*PROBLEM TO SOLVE*:
Reproduce verbatim the passage of the post about visiting a mother in Arkansas, from "The older I" to "for my trip.".

*PROVIDED TEXT*:
● ● ● ●

Tuesday, May 12, 2009

Pull Up a Stool and Sit Down

Through the years I have made countless trips back to Arkansas to visit my mother and none of them have been what I'd call easy trips. While living in Los Angeles, such trips required air travel with a change of planes, usually in Dallas, followed with a car rental and a 2-hour drive from the Little Rock airport. Even then it was probably faster than it is now by car from Austin.

I have flown there from Austin and it still requires a change of planes in either Dallas or Houston and ultimately I figure it saves only about 2 hours over driving. Most importantly, I don't have to deal with airport security bullshit, repacking all my hair care products into approved containers, and hoping I don't have a hangnail en route because I don't have my nail clippers.

Regardless of the travel method, the stress doesn't end upon arrival. As with this most recent trip, I usually drive to Little Rock first because it's faster and easier, and I can spend a night with a friend from high school before heading to my mother's house the next day feeling a bit more refreshed.

The older I get, the more uncomfortable I am being away from my own bed, my own bathroom, and my own routine. I did sleep fairly well at my friend's house, despite having her clock radio alarm go off at midnight, and me hitting the snooze button twice before getting up to turn on a light so I could figure out where the off button was located. Then I was up at 5:30 to quickly shower and dress for my trip.

Along with the usual travel anxiety, I was meeting up that morning with Ellen, another friend from long before high school whom I hadn't see in over 30 years. That was also making me feel somewhat apprehensive. Fortunately, that meeting went great and was one of the highlights on my trip! After chatting for half an hour or so I went on to my mother's house.

My mother hugged me, I put my suitcase in the bedroom and returned to the kitchen and sat down. She immediately went on a tirade about Obama and the bailouts, how unfit he is to be leading this nation, etc. etc. It was bad enough when Bush was president, and although she didn't like a lot of what he was doing, she wasn't real vocal in her opposition to it, and she still thought of him as a fine Christian man, and CUTE! (Yes, I always had to suppress my gag reflex on that one!)

● ● ● ●

*RECORDS SUPPLIED*:

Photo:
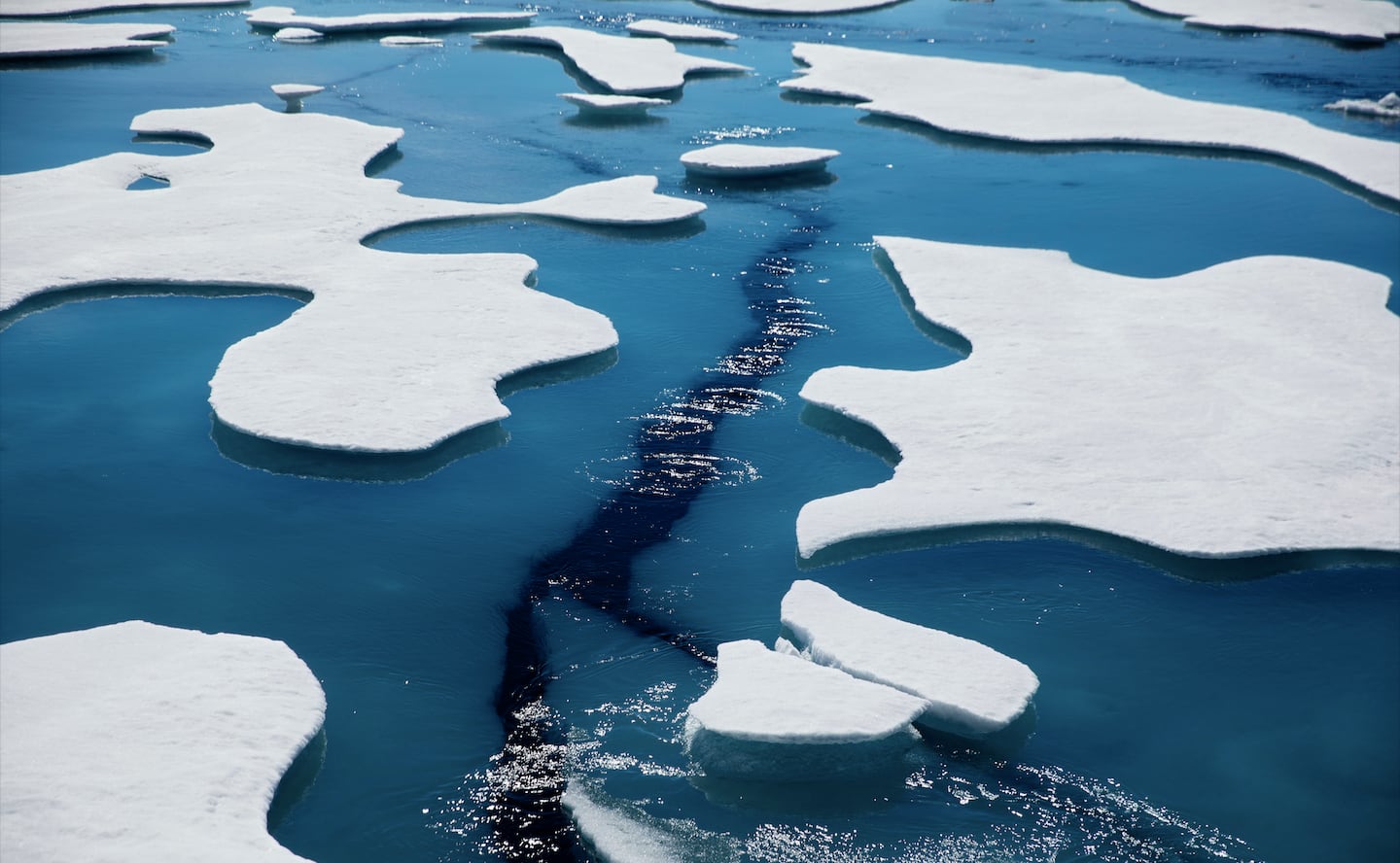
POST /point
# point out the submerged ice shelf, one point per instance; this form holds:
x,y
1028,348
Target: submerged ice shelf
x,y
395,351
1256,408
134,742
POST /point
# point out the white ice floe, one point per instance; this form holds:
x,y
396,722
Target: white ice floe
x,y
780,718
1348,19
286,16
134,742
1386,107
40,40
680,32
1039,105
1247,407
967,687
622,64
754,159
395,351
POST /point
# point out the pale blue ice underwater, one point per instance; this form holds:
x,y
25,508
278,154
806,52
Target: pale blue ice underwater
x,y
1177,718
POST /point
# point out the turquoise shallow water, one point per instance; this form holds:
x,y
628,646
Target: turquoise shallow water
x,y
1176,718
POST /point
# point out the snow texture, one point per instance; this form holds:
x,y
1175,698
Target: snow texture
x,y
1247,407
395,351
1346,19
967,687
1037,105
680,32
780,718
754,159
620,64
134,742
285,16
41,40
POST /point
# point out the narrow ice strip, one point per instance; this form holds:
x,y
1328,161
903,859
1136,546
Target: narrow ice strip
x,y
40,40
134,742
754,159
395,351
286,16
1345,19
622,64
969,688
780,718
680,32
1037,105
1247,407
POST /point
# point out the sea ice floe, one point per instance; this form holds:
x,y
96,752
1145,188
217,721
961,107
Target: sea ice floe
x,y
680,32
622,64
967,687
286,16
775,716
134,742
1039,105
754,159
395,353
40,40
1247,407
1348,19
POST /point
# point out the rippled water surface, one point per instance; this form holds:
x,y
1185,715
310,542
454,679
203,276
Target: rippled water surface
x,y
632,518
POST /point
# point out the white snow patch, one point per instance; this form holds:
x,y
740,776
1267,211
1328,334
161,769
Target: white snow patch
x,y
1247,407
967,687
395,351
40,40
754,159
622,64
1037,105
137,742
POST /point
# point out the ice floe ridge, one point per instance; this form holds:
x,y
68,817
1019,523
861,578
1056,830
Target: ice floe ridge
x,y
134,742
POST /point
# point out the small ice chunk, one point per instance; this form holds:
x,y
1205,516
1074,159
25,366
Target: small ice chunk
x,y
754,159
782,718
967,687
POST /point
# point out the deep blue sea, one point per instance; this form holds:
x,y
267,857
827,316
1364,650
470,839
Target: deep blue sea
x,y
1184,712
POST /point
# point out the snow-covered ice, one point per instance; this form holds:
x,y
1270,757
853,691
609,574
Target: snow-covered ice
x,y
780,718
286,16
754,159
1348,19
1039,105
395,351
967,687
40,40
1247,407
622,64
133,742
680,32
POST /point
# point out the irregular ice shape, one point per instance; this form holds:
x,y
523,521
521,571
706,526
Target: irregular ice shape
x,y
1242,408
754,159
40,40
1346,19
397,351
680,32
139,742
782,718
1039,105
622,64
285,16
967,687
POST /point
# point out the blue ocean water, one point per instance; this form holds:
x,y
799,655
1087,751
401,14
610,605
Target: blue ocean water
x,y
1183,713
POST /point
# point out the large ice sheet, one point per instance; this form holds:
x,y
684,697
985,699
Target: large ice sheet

● ● ● ●

*RESULT OF THE TASK*:
The older I get, the more uncomfortable I am being away from my own bed, my own bathroom, and my own routine. I did sleep fairly well at my friend's house, despite having her clock radio alarm go off at midnight, and me hitting the snooze button twice before getting up to turn on a light so I could figure out where the off button was located. Then I was up at 5:30 to quickly shower and dress for my trip.